[Stored data]
-------

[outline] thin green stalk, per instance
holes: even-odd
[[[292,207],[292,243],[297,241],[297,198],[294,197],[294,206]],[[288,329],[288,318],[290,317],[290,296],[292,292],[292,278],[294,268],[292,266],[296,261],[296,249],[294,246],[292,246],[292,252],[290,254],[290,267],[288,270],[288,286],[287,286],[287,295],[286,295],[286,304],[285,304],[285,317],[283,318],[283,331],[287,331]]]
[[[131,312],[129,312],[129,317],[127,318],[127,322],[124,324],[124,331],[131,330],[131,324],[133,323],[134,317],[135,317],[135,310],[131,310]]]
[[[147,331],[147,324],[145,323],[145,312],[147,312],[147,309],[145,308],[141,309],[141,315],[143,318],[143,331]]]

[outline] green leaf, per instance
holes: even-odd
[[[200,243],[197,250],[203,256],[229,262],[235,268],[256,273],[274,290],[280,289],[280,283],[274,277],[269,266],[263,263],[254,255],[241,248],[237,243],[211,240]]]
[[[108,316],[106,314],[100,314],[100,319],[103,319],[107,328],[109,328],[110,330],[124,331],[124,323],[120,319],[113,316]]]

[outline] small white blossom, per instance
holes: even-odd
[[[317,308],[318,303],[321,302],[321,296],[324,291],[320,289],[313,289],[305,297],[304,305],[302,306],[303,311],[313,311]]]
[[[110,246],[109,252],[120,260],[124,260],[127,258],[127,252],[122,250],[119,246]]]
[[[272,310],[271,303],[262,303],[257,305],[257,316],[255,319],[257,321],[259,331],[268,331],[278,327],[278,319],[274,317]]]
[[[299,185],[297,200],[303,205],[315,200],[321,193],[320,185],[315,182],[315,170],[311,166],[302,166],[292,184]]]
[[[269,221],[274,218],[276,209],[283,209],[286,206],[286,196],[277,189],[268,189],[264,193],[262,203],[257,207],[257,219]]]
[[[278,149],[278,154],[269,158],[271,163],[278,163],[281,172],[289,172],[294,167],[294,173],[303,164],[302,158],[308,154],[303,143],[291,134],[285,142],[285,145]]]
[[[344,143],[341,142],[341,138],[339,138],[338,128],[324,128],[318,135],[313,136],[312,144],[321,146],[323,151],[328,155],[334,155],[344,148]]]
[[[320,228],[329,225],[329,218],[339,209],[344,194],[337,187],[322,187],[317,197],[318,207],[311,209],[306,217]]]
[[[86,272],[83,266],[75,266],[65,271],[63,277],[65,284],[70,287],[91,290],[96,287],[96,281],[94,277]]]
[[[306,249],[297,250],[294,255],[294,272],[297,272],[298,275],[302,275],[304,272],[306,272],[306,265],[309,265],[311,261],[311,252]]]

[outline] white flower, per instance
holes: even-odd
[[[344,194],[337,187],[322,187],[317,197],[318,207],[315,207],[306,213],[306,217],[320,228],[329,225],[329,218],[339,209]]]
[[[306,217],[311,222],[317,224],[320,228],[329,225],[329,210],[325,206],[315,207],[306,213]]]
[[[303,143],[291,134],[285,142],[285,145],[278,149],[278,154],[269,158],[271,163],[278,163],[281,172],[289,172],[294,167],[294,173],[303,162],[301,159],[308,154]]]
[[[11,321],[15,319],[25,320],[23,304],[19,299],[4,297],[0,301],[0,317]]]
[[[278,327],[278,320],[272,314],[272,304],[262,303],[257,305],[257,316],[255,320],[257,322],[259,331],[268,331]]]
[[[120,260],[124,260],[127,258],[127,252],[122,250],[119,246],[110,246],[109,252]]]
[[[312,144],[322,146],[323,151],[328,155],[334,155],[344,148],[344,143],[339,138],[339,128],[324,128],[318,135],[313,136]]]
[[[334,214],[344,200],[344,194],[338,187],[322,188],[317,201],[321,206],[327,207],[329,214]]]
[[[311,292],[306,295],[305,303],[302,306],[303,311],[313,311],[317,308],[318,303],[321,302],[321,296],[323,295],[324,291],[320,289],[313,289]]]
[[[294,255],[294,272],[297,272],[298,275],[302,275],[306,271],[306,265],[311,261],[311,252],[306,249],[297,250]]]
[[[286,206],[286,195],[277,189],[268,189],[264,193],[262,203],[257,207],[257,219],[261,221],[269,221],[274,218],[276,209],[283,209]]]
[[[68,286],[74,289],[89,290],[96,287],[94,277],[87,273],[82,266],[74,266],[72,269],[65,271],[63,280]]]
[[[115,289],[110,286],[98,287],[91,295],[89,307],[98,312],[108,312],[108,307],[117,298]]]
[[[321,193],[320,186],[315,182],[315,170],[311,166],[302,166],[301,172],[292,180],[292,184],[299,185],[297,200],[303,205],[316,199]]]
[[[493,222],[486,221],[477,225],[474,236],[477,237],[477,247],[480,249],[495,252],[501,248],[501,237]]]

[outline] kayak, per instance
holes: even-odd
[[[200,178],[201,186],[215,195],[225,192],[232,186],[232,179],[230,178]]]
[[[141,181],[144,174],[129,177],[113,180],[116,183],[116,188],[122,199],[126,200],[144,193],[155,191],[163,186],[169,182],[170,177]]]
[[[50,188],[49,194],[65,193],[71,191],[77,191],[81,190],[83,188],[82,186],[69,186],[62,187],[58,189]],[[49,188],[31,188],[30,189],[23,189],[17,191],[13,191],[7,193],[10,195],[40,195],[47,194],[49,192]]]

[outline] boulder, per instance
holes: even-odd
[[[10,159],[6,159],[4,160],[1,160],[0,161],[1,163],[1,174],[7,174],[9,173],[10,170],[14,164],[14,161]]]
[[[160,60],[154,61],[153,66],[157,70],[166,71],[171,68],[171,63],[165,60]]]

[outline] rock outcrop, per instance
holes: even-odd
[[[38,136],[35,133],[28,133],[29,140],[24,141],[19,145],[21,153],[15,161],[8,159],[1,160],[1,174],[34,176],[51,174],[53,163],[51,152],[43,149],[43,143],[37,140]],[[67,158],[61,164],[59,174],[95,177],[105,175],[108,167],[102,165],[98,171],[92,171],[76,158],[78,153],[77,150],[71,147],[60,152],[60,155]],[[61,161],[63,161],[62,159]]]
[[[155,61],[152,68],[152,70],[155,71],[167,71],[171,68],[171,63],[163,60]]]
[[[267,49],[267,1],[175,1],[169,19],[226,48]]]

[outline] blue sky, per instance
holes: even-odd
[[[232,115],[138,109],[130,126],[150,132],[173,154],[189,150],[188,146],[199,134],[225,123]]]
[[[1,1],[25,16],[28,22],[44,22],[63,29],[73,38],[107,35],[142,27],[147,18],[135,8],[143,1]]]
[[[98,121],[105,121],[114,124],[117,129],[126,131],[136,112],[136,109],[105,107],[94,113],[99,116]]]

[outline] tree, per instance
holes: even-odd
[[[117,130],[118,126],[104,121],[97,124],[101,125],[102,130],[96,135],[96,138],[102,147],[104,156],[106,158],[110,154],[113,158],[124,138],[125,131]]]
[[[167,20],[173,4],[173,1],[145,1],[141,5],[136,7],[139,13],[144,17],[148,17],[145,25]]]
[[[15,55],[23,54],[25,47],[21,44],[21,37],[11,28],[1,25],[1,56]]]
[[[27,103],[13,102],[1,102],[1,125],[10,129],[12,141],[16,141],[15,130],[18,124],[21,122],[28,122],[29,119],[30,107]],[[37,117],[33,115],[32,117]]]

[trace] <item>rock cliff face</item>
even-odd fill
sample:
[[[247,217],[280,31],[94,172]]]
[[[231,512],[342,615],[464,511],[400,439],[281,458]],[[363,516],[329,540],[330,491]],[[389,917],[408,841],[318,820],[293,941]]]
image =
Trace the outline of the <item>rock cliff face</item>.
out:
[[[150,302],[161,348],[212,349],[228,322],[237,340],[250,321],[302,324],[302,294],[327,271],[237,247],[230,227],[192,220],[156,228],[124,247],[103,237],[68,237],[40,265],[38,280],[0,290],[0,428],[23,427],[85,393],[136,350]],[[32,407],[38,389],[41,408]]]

-------

- _Exercise_
Beginning at the line where "[outline] rock outcrop, per instance" appears, extract each line through the end of the data above; keep them exact and include nothing else.

- _Right answer_
[outline] rock outcrop, per instance
holes: even-odd
[[[38,136],[35,133],[28,133],[29,140],[24,141],[19,145],[21,153],[15,161],[8,159],[1,160],[1,174],[34,176],[51,174],[53,163],[51,152],[43,149],[43,143],[37,140]],[[67,158],[61,164],[59,174],[95,177],[105,175],[108,167],[102,165],[98,171],[92,171],[76,158],[78,153],[77,150],[71,147],[60,152],[60,155]],[[61,161],[63,161],[62,159]]]
[[[155,61],[152,68],[152,70],[155,71],[167,71],[171,68],[171,63],[163,60]]]
[[[267,49],[267,1],[175,1],[169,19],[226,48]]]

[outline] blue sky, per instance
holes: even-odd
[[[232,115],[138,109],[130,126],[150,132],[173,154],[189,150],[188,146],[199,134],[225,123]]]
[[[1,1],[25,16],[28,22],[44,22],[63,29],[73,38],[107,35],[142,27],[147,18],[135,8],[143,1]]]
[[[98,121],[105,121],[114,124],[117,129],[126,131],[136,112],[136,109],[105,107],[94,113],[99,116]]]

[outline] tree, per instance
holes: even-odd
[[[117,130],[118,126],[104,121],[97,124],[101,125],[102,130],[96,135],[96,138],[102,147],[104,156],[106,158],[110,154],[113,158],[124,138],[125,131]]]
[[[167,20],[173,4],[173,1],[145,1],[141,5],[136,7],[139,13],[144,17],[148,17],[145,25]]]
[[[15,55],[23,54],[25,47],[21,44],[21,37],[11,28],[1,25],[1,56]]]
[[[27,103],[13,102],[1,102],[1,125],[10,129],[12,141],[16,141],[15,130],[18,124],[21,122],[28,122],[29,119],[30,107]],[[37,117],[33,115],[32,117]]]

[trace] <item>rock cliff face</item>
even-odd fill
sample:
[[[247,217],[280,31],[94,172]]]
[[[231,512],[342,615],[464,511],[400,439],[281,458]],[[363,516],[329,540],[330,491]],[[389,917],[408,841],[318,820],[293,941]]]
image =
Trace the outline of the <item>rock cliff face</item>.
out:
[[[150,302],[161,348],[212,349],[228,322],[237,340],[250,321],[302,324],[302,294],[327,271],[237,247],[230,227],[192,220],[156,228],[124,247],[103,237],[68,237],[40,265],[38,280],[0,290],[0,428],[23,427],[85,393],[136,350]],[[32,407],[38,389],[41,408]]]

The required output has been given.